_Passage to read_
──────
Vietsense Travel streamlines the apparatus to operate efficiently and optimise operating costs, as well as apply technology and digital transformation into operations and business transaction methods. Previously, the company only applied technology to online marketing, but now it has been applied to online sales channels. The operating of the organisation can also be set up smoothly through integrated software systems.

We are currently implementing an employer-employee strategy. Previously, only leaders worked on strategy but now due to the reduction of personnel, the leadership department will directly perform operations such as sales and administration, which previously was carried out by a dedicated team.

Regarding customer repositioning, the company aims at customers with high-paying capacity, using high-class services instead of cheap mass tour packages for large quantities as before. In the past, the number of customers and sales was the measure of efficiency. Currently, profit and customer value are the main measures as businesses are focusing on profit margins instead of sales revenues.

Tran Nguyen - Head of Sales, Sun World

Towns and cities shape up for big tourist return

When reopening, we need to reposition the tourism industry in several directions.

The safety factor is a prerequisite. Second, we must focus on the domestic tourism market because it has plenty of room to exploit. Domestic tourists spend quite a bit in the country, but about 10 million tourists travelling abroad each year in the past have a large amount of spending.

It is expected that in the first months of 2022, the number of domestic tourists travelling abroad will be small. So this is an opportunity for professionals to reposition to attract outbound visitors.

Third, digital transformation is an inevitable trend that began before the pandemic but has been accelerated since.

Next, upgrading products need investment and enterprises should pay more attention to the experience, focusing on beautiful natural scenery. Destinations need new and emotional products to improve quality and provide customers with worthy services. At Sun Group’s properties in Danang, Lao Cai, and Phu Quoc, for example, every year there is at least one new project or product to attract visitors.

For the international market, it is also necessary to reorient the flow of customers to build products and services that are suitable for needs and tastes. In particular, it is necessary to abandon the theory that Vietnam is a cheap destination. Let’s orient Vietnam as a friendly tourist destination with quality experiences for tourists.
──────
_Extracted data_
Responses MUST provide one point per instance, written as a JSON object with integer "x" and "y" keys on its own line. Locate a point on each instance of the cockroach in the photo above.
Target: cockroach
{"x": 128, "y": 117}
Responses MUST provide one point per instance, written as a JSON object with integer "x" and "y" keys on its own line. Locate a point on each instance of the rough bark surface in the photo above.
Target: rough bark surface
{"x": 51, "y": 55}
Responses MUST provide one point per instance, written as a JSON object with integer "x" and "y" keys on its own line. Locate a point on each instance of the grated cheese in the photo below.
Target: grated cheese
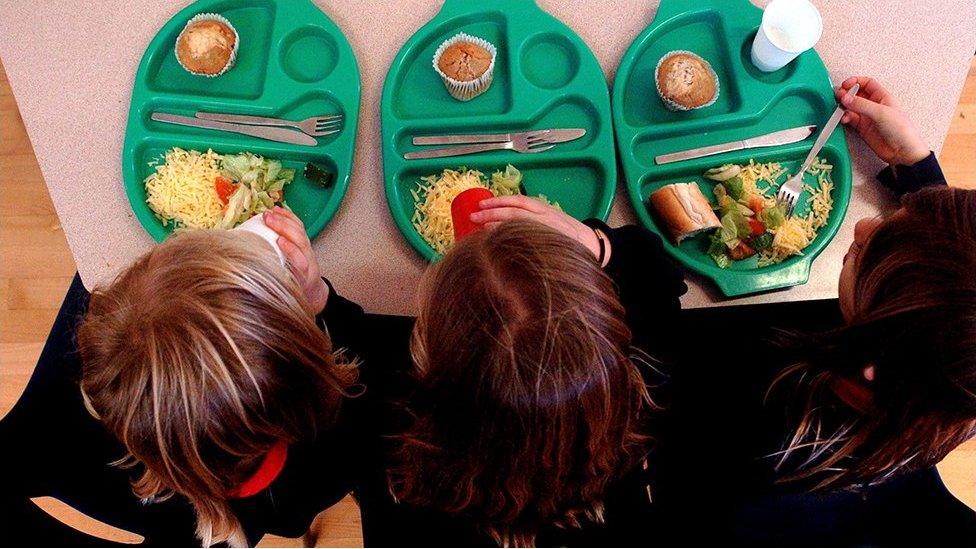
{"x": 432, "y": 205}
{"x": 182, "y": 191}
{"x": 798, "y": 232}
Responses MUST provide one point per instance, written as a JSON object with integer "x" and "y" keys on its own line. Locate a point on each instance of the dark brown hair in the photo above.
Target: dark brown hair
{"x": 200, "y": 357}
{"x": 528, "y": 403}
{"x": 914, "y": 320}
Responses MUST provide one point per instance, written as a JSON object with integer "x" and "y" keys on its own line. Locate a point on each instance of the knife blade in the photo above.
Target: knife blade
{"x": 555, "y": 135}
{"x": 782, "y": 137}
{"x": 280, "y": 135}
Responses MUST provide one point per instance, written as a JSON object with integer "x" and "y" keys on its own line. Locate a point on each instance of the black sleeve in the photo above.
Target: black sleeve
{"x": 343, "y": 321}
{"x": 908, "y": 179}
{"x": 648, "y": 283}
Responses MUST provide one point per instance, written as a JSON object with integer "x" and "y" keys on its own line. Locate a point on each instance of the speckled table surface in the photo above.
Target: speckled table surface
{"x": 71, "y": 65}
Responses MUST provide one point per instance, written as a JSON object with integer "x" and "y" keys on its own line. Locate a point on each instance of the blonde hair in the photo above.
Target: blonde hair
{"x": 528, "y": 403}
{"x": 200, "y": 357}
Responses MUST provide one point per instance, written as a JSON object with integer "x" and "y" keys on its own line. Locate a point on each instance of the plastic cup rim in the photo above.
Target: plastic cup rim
{"x": 819, "y": 21}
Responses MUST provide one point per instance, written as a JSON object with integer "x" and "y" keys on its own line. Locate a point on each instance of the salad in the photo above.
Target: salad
{"x": 197, "y": 190}
{"x": 248, "y": 185}
{"x": 753, "y": 223}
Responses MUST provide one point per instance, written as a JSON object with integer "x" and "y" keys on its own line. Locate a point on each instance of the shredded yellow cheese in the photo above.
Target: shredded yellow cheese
{"x": 432, "y": 199}
{"x": 798, "y": 232}
{"x": 182, "y": 191}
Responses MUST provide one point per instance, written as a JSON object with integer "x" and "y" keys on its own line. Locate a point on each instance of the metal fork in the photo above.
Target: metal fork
{"x": 316, "y": 126}
{"x": 789, "y": 192}
{"x": 524, "y": 142}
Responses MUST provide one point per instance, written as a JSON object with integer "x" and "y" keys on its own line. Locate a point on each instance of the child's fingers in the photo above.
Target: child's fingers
{"x": 288, "y": 214}
{"x": 288, "y": 229}
{"x": 514, "y": 201}
{"x": 499, "y": 214}
{"x": 295, "y": 257}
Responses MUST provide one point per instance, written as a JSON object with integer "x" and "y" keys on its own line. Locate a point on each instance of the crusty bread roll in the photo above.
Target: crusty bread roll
{"x": 685, "y": 210}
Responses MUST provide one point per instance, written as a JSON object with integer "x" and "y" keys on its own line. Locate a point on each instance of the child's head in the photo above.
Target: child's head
{"x": 528, "y": 402}
{"x": 200, "y": 358}
{"x": 908, "y": 293}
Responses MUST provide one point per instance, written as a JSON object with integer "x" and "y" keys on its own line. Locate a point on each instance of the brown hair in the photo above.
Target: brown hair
{"x": 528, "y": 403}
{"x": 915, "y": 322}
{"x": 200, "y": 357}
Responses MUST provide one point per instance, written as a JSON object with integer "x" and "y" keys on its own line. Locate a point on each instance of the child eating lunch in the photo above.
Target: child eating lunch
{"x": 529, "y": 420}
{"x": 210, "y": 360}
{"x": 835, "y": 441}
──────
_Activity list_
A) In the tourism passage, what does Vietsense Travel now treat as the main measures of efficiency?
B) Swap "prerequisite" for "precondition" in the tourism passage, and give it again from "The safety factor" up to and including "been accelerated since.".
C) Extend the tourism passage by writing on from its last sentence.
The rows have no connection to the tourism passage.

_Replies_
A) Profit and customer value.

B)
The safety factor is a precondition. Second, we must focus on the domestic tourism market because it has plenty of room to exploit. Domestic tourists spend quite a bit in the country, but about 10 million tourists travelling abroad each year in the past have a large amount of spending.

It is expected that in the first months of 2022, the number of domestic tourists travelling abroad will be small. So this is an opportunity for professionals to reposition to attract outbound visitors.

Third, digital transformation is an inevitable trend that began before the pandemic but has been accelerated since.

C)
When repositioning the tourism industry, we also need to enhance experience for visitors by linking aviation properly with tourism and hotels.

Nguyen Cong Hoan - General director, Flamingo Redtours

Towns and cities shape up for big tourist return

The pandemic has helped us have an accurate view of the limitations and strengths of the tourism industry and each business in particular, in order to make the appropriate adjustments.

We must diversify the source of visitors and develop both outbound and inbound models in which the domestic market is very important. Customer needs are increasingly diverse and highly differentiated, so tour products need to be diversified and personalised for each object.

In addition, competitiveness cannot be general and there should be differences. The factor of quality and added value will be more important than the price only. We cannot expect the market to develop comprehensively as before, but a gradual recovery is needed.

I suggest that if the nature of the translation is the same between localities, the same criteria should be applied and no control gate is applied between those localities.

Furthermore, domestic regulatory agencies need to exchange and cooperate with international organisations to ensure recognition of COVID-19 green cards between countries.

Currently, children under 18 years of age have not yet been vaccinated against COVID-19, so it is necessary to have a mechanism and solution for this in terms of family travel. People who receive two injections still have to regularly test for COVID-19, and there may need to be measures to omit or reduce the frequency in order to avoid incurring costs and create comfort for visitors.